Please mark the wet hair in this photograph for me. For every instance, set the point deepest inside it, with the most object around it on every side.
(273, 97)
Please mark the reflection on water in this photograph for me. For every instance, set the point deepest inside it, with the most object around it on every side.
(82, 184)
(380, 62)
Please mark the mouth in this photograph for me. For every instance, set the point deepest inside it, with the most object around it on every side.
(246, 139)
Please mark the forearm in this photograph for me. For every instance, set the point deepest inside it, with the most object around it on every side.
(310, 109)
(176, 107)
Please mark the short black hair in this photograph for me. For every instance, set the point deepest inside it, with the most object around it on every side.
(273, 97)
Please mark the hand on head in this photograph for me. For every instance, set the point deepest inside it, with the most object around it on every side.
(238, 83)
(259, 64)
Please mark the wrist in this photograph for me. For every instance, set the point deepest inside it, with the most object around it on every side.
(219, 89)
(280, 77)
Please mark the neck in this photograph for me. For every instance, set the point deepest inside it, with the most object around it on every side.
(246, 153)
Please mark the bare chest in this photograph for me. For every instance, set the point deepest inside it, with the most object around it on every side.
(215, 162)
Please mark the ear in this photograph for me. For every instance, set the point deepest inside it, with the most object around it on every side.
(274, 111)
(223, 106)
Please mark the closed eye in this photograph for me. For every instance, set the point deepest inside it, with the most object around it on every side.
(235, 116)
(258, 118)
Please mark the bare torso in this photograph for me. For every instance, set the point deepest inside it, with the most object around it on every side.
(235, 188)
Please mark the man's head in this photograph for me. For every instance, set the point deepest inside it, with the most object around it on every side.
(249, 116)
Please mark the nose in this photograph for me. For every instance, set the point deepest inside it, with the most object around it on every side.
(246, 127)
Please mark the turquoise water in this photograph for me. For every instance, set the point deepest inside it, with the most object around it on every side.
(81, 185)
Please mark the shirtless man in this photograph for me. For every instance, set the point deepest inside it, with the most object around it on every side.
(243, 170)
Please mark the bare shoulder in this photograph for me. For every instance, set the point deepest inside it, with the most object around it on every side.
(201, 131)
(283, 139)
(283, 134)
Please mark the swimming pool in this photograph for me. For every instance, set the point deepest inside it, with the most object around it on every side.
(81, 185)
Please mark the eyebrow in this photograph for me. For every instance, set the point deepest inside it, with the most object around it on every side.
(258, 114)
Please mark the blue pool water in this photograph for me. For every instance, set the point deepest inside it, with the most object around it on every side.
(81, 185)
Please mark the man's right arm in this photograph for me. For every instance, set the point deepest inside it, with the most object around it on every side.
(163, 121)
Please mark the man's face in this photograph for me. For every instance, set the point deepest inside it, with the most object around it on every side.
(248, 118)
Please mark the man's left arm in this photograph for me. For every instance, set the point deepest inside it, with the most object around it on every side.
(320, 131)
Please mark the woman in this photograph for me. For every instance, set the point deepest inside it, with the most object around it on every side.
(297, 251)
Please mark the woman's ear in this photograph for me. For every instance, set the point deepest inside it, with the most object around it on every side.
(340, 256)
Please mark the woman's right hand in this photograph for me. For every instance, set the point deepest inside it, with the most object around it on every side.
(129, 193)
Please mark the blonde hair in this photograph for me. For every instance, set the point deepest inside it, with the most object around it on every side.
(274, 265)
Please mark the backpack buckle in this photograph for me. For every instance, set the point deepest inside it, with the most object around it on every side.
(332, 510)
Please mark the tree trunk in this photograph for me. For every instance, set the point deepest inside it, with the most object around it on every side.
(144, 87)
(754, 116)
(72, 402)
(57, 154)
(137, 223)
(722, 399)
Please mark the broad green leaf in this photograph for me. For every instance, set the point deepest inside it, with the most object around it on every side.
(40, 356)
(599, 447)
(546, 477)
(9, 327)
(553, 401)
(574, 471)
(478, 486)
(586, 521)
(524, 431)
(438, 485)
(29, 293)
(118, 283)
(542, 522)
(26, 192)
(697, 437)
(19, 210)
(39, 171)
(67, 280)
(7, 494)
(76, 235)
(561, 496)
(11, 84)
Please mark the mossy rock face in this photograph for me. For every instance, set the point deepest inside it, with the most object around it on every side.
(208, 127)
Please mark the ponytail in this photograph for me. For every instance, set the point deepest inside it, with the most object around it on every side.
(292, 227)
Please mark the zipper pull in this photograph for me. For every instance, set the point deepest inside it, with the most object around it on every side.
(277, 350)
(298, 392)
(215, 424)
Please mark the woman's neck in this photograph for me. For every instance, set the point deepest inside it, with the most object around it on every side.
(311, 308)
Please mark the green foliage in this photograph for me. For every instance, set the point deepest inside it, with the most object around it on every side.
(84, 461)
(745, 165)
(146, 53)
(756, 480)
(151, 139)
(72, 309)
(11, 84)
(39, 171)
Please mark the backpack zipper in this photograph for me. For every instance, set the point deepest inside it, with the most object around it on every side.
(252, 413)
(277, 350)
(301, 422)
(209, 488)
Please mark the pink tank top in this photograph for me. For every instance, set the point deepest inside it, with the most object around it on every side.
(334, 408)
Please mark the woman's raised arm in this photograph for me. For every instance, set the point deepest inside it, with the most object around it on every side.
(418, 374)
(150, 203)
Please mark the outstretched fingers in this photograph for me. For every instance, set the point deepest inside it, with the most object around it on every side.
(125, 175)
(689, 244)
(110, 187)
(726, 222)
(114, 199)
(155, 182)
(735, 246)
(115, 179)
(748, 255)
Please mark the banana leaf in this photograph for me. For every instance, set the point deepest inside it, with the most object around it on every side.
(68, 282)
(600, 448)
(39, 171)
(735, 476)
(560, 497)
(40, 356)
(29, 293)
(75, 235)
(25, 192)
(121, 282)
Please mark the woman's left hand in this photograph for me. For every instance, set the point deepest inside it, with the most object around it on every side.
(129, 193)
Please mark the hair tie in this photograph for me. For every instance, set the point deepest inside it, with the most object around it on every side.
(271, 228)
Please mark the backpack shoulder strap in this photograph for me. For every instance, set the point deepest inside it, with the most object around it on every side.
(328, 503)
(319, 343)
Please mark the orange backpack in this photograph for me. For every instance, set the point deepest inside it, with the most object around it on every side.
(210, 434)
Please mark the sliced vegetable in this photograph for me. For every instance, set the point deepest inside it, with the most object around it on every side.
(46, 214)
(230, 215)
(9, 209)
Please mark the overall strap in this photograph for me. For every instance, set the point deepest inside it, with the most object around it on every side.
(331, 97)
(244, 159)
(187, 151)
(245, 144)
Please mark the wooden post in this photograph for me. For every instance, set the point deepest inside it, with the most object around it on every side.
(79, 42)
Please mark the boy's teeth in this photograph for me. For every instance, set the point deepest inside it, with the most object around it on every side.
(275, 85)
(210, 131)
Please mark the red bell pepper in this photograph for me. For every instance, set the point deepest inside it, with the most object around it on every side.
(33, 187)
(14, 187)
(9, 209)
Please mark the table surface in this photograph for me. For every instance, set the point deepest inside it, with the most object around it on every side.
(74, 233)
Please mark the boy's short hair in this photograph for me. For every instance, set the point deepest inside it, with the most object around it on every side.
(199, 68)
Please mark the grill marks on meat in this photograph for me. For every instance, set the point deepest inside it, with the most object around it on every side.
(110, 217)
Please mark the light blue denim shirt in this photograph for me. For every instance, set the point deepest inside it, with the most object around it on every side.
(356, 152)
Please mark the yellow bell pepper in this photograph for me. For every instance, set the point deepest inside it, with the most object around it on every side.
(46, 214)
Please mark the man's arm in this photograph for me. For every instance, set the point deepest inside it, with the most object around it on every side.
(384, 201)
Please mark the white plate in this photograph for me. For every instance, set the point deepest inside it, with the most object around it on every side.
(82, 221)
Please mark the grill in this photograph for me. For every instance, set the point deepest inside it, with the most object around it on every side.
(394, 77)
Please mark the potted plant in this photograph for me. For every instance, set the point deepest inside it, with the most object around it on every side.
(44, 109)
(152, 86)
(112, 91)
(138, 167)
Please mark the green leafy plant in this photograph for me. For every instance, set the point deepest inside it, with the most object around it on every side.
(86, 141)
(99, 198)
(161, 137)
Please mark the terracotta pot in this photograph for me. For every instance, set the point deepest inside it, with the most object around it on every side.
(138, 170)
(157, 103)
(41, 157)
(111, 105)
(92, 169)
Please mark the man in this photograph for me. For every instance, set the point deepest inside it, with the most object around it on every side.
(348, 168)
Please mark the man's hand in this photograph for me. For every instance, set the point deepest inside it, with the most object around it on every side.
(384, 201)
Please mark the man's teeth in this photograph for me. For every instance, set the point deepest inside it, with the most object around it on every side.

⁂

• **Task objective**: Set down each line from the line containing "Please mark the man's hand" through the final line of the data, exactly and with nothing added.

• **Finished exercise**:
Please mark the man's hand in this photograph for me. For every instance, set the point deepest inside it, with the most object around it on every side.
(384, 201)
Please mark the man's teeth in this photograph for me. For every instance, set the point deepest inside it, with the most object around it on every side.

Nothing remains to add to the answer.